(BRIEF)
Revise the stretch of the listing from the line containing "Expected behaviour: when the green" through the line containing "[112, 114, 129, 207]" by replacing "red necktie" with "crimson necktie" and keeping every other character unchanged. Return only those lines.

Rows from a dataset for box labeling:
** Begin **

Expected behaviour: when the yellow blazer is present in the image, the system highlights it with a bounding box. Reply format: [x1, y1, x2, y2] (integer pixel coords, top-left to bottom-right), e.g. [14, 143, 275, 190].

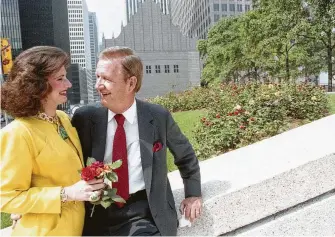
[0, 111, 85, 236]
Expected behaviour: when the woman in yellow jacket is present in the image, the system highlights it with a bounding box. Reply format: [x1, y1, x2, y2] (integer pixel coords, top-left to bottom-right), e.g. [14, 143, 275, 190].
[0, 46, 104, 236]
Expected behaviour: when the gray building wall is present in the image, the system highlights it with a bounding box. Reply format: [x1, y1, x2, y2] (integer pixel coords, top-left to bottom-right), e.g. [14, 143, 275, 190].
[68, 64, 88, 105]
[89, 12, 99, 101]
[103, 1, 200, 98]
[171, 0, 252, 39]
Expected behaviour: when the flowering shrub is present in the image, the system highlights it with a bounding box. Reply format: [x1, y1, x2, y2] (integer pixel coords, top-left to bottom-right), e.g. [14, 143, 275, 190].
[152, 83, 328, 159]
[149, 87, 218, 112]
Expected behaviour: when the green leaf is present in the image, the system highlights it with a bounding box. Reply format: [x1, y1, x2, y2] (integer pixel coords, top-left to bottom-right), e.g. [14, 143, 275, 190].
[91, 200, 101, 205]
[106, 172, 118, 182]
[107, 188, 117, 198]
[109, 159, 122, 170]
[100, 201, 112, 209]
[101, 196, 112, 202]
[112, 195, 126, 203]
[86, 157, 96, 166]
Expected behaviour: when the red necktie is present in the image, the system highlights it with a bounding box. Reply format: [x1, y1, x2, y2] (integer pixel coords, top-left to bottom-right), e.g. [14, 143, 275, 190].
[112, 114, 129, 207]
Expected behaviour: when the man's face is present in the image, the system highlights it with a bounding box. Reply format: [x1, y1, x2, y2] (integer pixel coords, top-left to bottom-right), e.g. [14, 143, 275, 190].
[95, 59, 130, 112]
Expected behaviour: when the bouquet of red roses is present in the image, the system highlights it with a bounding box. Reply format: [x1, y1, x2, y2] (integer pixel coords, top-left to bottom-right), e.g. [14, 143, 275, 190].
[79, 157, 126, 217]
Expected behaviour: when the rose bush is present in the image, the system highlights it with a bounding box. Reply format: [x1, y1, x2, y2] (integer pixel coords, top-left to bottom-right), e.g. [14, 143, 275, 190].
[152, 83, 328, 159]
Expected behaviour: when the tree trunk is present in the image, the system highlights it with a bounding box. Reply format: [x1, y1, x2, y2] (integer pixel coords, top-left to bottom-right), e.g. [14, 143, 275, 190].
[286, 45, 290, 82]
[327, 31, 333, 92]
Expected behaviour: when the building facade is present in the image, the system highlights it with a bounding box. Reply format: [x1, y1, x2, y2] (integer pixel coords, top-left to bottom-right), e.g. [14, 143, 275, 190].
[0, 0, 22, 58]
[89, 12, 100, 101]
[125, 0, 170, 23]
[68, 63, 88, 105]
[67, 0, 94, 103]
[103, 0, 200, 98]
[19, 0, 70, 53]
[171, 0, 252, 39]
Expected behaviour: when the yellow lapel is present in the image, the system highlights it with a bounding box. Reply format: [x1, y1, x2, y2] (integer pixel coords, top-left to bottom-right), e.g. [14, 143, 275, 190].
[57, 111, 84, 166]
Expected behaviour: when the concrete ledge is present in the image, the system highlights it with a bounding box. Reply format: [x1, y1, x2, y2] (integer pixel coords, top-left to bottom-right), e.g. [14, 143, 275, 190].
[236, 189, 335, 236]
[169, 115, 335, 236]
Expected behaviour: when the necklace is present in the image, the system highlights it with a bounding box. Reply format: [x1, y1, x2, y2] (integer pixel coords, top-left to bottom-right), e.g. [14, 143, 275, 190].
[37, 112, 69, 140]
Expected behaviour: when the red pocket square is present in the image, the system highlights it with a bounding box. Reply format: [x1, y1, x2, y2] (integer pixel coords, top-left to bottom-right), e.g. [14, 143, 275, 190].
[152, 142, 163, 152]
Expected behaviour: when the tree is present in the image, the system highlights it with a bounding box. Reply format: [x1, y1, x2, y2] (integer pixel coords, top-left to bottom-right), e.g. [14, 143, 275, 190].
[300, 0, 335, 91]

** End **

(FINISHED ANSWER)
Expected behaviour: when the green leaf is present in the image, the system highlights it with a bounding box. Reply format: [x1, y1, x2, y2] (integer pixel coords, top-left to bottom-right), e.g. [14, 143, 275, 190].
[91, 200, 101, 205]
[106, 172, 118, 182]
[107, 188, 117, 198]
[109, 159, 122, 170]
[100, 201, 112, 209]
[101, 196, 112, 202]
[112, 195, 126, 203]
[86, 157, 96, 166]
Expected behaviour: when the crimson necktie is present in the image, the system highlights it with a bounding box. Reply format: [x1, y1, x2, y2] (integer pixel coords, top-left to bottom-right), e.g. [14, 143, 275, 190].
[112, 114, 129, 207]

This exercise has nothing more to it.